## start

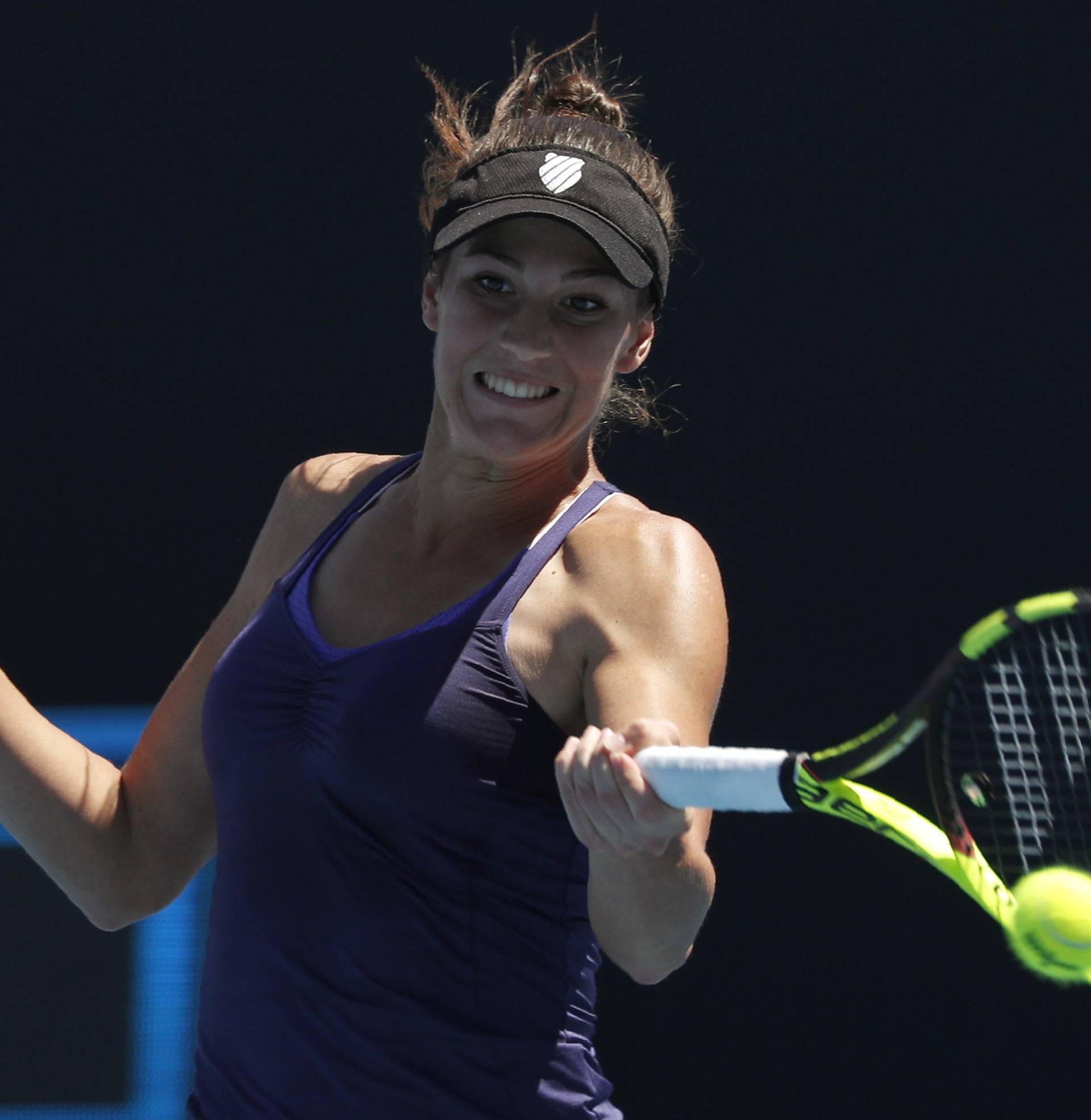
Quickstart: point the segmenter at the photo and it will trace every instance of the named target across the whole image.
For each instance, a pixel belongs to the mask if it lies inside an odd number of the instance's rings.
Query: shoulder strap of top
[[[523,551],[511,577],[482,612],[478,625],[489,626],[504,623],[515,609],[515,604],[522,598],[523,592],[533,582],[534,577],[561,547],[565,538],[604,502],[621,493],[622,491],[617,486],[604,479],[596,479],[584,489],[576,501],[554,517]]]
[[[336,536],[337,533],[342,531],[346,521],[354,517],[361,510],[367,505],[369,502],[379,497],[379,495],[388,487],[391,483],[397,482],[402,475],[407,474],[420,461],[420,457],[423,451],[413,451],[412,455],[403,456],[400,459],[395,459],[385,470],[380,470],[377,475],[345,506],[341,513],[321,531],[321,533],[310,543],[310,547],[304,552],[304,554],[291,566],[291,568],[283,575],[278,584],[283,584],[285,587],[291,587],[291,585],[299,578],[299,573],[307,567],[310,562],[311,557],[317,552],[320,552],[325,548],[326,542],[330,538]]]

## end

Convert every line of the records above into a JSON list of strings with one string per line. Skip blank lines and leave the pictures out.

[
  "Quickstart: point the segmenter at the photo and it will trace every instance of the named target across the whole image.",
  "For each instance, a pixel belongs to the mask if it lies inside an odd number of the instance's rings.",
  "Query: shoulder strap of top",
  "[[[523,551],[511,577],[482,612],[478,625],[489,626],[504,623],[515,609],[515,604],[522,598],[523,592],[533,582],[534,577],[561,547],[565,538],[604,502],[621,493],[622,491],[617,486],[604,479],[596,479],[584,489],[576,501],[554,517]]]",
  "[[[336,536],[337,533],[342,531],[346,521],[354,517],[361,510],[367,505],[369,502],[379,497],[379,495],[388,487],[391,483],[397,482],[402,475],[407,474],[420,461],[420,457],[423,451],[413,451],[412,455],[403,456],[400,459],[395,459],[385,470],[380,470],[377,475],[345,506],[341,513],[321,531],[321,533],[310,543],[310,547],[304,552],[304,554],[291,566],[291,568],[283,575],[278,584],[283,584],[285,587],[291,587],[291,585],[299,578],[299,573],[307,567],[310,562],[311,557],[317,552],[320,552],[325,548],[326,542],[330,538]]]"
]